Start of Data provided
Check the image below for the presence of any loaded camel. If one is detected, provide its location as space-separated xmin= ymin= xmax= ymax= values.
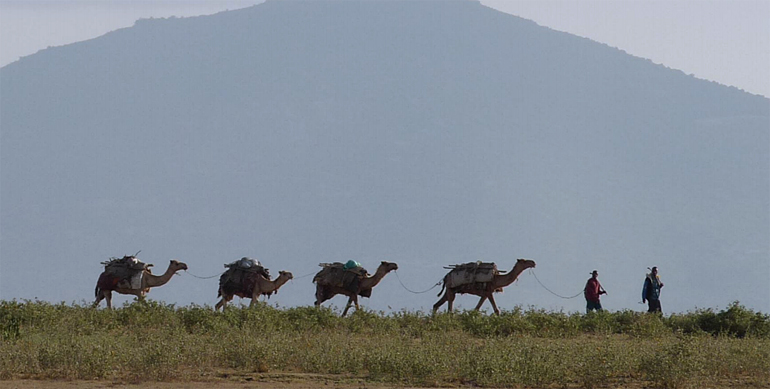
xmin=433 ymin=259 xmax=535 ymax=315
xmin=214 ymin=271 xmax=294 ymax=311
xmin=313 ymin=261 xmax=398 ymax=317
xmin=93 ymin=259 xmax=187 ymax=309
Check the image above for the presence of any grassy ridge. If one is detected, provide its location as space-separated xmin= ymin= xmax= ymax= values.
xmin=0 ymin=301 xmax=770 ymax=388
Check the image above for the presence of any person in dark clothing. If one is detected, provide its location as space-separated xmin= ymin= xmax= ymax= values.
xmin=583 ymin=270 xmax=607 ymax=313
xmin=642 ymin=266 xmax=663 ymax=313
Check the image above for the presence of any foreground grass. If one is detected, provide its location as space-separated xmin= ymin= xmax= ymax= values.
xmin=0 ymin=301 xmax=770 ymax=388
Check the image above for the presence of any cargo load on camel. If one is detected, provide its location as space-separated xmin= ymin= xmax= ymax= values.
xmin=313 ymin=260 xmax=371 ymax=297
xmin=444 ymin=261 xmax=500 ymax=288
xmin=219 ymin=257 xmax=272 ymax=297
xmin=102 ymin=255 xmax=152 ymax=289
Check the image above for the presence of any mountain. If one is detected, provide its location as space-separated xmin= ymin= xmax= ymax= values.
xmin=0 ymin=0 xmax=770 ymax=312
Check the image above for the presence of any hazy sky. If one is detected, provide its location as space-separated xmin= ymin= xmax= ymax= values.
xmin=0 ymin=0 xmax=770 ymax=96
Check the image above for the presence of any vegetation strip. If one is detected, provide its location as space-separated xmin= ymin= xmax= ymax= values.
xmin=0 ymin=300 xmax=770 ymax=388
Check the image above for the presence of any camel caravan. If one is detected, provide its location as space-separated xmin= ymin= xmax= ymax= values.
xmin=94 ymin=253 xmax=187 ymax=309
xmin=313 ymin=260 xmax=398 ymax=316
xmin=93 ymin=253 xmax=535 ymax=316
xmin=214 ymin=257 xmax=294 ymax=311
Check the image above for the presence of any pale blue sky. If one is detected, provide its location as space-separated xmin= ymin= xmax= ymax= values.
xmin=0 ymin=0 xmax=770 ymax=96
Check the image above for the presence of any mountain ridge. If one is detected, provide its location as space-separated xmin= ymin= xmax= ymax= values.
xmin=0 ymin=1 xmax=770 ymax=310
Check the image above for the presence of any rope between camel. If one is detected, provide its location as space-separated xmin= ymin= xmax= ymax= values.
End of Data provided
Render every line of the data above as a numbered list, omitting blank lines and leaving the pictures out.

1. Check the image below for the presence of any loaded camel. If one is detected, provide its location as space-separated xmin= ymin= xmax= ymax= values.
2. xmin=433 ymin=259 xmax=535 ymax=315
3. xmin=214 ymin=271 xmax=294 ymax=311
4. xmin=313 ymin=261 xmax=398 ymax=317
5. xmin=93 ymin=259 xmax=187 ymax=309
6. Check the image above for the presence of any grassy ridge. If one is detected, provide its location as space-separated xmin= ymin= xmax= ymax= values.
7. xmin=0 ymin=301 xmax=770 ymax=388
8. Check the image above for the presence of any person in dark clothing. If one is detected, provide its location as space-separated xmin= ymin= xmax= ymax= values.
9. xmin=583 ymin=270 xmax=607 ymax=313
10. xmin=642 ymin=266 xmax=663 ymax=313
11. Check the image above for the presence of any foreground grass. If one is detected, provide its location as space-separated xmin= ymin= xmax= ymax= values.
12. xmin=0 ymin=301 xmax=770 ymax=388
13. Check the image above for the presence of any cargo load on camel. If one is detected, provide its location as space-separated xmin= ymin= xmax= ymax= values.
14. xmin=313 ymin=260 xmax=371 ymax=297
15. xmin=444 ymin=261 xmax=500 ymax=288
16. xmin=219 ymin=257 xmax=272 ymax=297
17. xmin=102 ymin=255 xmax=152 ymax=289
18. Check the image above for the presence of any mountain. If one is detected, provide its location as space-separated xmin= ymin= xmax= ymax= values.
19. xmin=0 ymin=0 xmax=770 ymax=312
20. Check the image above for the presence of any hazy sky. If one is detected, provide its location as space-separated xmin= ymin= xmax= ymax= values.
21. xmin=0 ymin=0 xmax=770 ymax=96
22. Check the image above for the presence of any vegetation strip. If one is detected, provide its location as space-separated xmin= ymin= xmax= ymax= values.
23. xmin=0 ymin=300 xmax=770 ymax=388
24. Check the image above for the presence of any camel caravan. If one is detected, provide its location as space-separated xmin= ymin= xmax= ymax= values.
25. xmin=94 ymin=253 xmax=187 ymax=309
26. xmin=313 ymin=260 xmax=398 ymax=316
27. xmin=93 ymin=253 xmax=535 ymax=316
28. xmin=214 ymin=257 xmax=294 ymax=311
29. Check the image above for the presence of any pale blue sky. If one is detected, provide its location as space-separated xmin= ymin= xmax= ymax= values.
30. xmin=0 ymin=0 xmax=770 ymax=96
31. Check the image above for the presence of any mountain ridge. If one is detected, provide its location as space-separated xmin= ymin= xmax= ymax= values.
32. xmin=0 ymin=1 xmax=770 ymax=310
33. Check the image above for the presence of any rope between camel. If one is detected, provide its location as space-separated xmin= ymin= xmax= ymax= values.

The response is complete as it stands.